TASK GOAL
Could you copy exactly the lines from the one containing "edge in the photo above." through the last line of the records below, and nothing else?

MATERIAL FOR THIS EXERCISE
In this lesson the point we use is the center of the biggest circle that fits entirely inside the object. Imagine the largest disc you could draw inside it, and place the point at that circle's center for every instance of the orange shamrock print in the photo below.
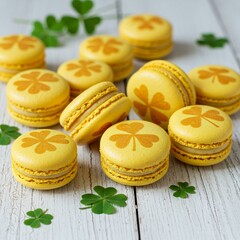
(132, 129)
(147, 23)
(196, 121)
(157, 103)
(23, 42)
(216, 73)
(35, 82)
(44, 144)
(110, 46)
(84, 68)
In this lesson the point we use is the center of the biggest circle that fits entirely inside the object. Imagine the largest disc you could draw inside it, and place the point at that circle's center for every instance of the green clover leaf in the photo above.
(105, 200)
(212, 41)
(182, 189)
(8, 132)
(82, 6)
(37, 217)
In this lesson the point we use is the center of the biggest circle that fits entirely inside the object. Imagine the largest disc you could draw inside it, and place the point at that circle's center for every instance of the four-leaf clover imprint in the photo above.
(147, 23)
(132, 129)
(44, 143)
(216, 73)
(156, 103)
(196, 121)
(35, 82)
(110, 46)
(23, 43)
(84, 68)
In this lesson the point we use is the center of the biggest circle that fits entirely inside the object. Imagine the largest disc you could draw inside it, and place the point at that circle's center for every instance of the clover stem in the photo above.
(214, 124)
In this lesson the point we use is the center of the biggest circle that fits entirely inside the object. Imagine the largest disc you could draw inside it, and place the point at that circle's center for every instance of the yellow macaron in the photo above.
(37, 97)
(44, 159)
(135, 152)
(93, 111)
(111, 50)
(82, 74)
(158, 89)
(201, 135)
(19, 53)
(217, 86)
(149, 35)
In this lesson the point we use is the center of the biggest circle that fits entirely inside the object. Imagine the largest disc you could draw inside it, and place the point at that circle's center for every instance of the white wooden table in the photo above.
(152, 212)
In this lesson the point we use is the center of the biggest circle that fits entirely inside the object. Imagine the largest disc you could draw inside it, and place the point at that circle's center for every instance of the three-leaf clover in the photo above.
(49, 31)
(104, 201)
(212, 41)
(82, 7)
(37, 217)
(182, 189)
(8, 132)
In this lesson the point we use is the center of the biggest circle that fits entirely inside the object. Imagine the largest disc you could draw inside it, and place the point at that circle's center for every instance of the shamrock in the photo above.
(212, 41)
(8, 132)
(104, 201)
(182, 189)
(37, 217)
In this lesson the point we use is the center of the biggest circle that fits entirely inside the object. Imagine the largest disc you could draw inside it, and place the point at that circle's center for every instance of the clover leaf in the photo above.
(182, 189)
(8, 132)
(212, 41)
(37, 217)
(105, 200)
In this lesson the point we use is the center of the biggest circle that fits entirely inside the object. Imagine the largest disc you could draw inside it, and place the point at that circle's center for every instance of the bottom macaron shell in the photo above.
(103, 117)
(200, 160)
(47, 183)
(34, 121)
(141, 180)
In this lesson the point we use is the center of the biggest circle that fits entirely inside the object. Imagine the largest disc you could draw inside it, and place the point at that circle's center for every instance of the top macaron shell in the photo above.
(129, 144)
(37, 89)
(20, 50)
(215, 81)
(145, 27)
(81, 74)
(105, 48)
(201, 124)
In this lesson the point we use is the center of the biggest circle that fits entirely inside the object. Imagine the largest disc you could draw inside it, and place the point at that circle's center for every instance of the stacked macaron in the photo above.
(149, 35)
(111, 50)
(19, 53)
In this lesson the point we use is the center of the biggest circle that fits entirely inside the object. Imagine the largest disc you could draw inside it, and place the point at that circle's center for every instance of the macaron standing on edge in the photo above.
(149, 35)
(111, 50)
(37, 97)
(158, 89)
(93, 111)
(19, 53)
(201, 135)
(82, 74)
(135, 152)
(44, 159)
(217, 86)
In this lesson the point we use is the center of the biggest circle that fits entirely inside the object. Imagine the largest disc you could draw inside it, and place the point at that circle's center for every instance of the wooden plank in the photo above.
(212, 213)
(64, 203)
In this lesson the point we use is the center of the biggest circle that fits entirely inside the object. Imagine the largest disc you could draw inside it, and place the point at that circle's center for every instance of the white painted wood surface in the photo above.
(212, 213)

RESULT OF THE EXERCISE
In this lesson the point we use is the center of the biggest circle that fits entirely inside the object. Imagine the largest disc you could draw inside it, and place the point at that circle's center for every instance of the macaron standing on edge in the photo above.
(149, 35)
(111, 50)
(37, 97)
(158, 89)
(93, 111)
(19, 53)
(201, 135)
(82, 74)
(135, 152)
(44, 159)
(217, 86)
In this lesson the point we use is the center of the biggest circle that fits entirely inside the object. Imagine the largest disc you could draw inside it, and place the point at that circle's center for every instance of the wooden plank in the photo above.
(212, 213)
(64, 203)
In this lesson the point we use is the center of the biggest circle that fits entirely inside the object. Imagine the largest disc you could draw inside it, and place the point at that circle's center for every instance of the white painted wood surface in the photo above.
(212, 213)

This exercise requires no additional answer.